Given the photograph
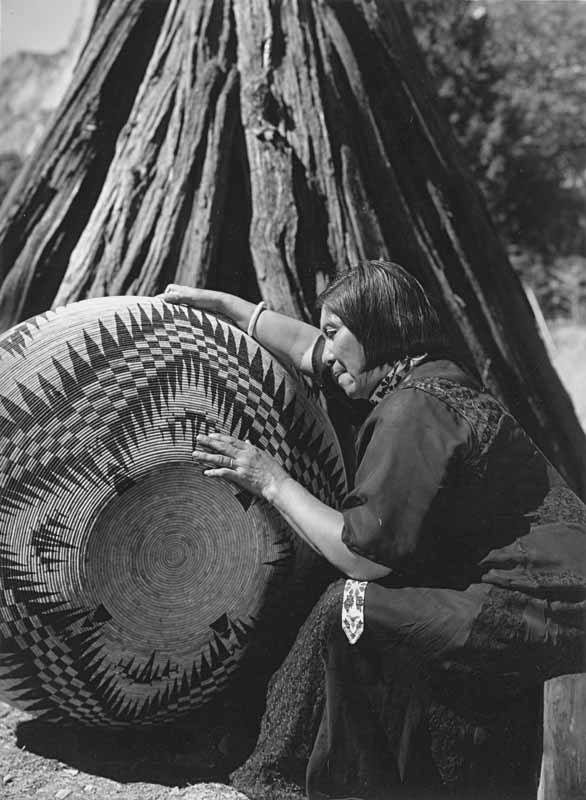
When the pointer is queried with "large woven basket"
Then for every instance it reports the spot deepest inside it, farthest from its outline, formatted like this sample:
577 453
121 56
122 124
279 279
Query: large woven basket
131 586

# # # # #

## Task description
Which lines of the records contain the string "woven"? Gather every one of them and copy each line in full.

## Complete response
When the pointer is queried with "large woven basket"
Query: large woven basket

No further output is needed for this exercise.